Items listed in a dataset
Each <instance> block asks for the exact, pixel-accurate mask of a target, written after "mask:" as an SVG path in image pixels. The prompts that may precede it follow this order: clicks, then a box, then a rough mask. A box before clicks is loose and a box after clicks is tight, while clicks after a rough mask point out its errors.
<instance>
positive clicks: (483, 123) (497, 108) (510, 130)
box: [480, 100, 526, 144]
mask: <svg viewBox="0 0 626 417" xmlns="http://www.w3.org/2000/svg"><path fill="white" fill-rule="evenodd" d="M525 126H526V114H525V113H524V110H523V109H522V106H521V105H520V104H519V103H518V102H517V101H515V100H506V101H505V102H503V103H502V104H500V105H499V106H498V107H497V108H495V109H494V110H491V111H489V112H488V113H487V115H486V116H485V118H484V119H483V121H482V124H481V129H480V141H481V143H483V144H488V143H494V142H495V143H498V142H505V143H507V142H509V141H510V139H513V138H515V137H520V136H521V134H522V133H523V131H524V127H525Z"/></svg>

> [WORK ORDER]
Check each line above for the string "instance" and show the ones that have it.

> [YOUR SOLUTION]
Each <instance> block asks for the exact, pixel-accurate mask of a target, written after "mask:" as an SVG path in image pixels. The prompts that may precede it follow this order: clicks, then a box, then a rough mask. A box before clicks is loose and a box after clicks is tight, while clicks after a rough mask point out its errors.
<instance>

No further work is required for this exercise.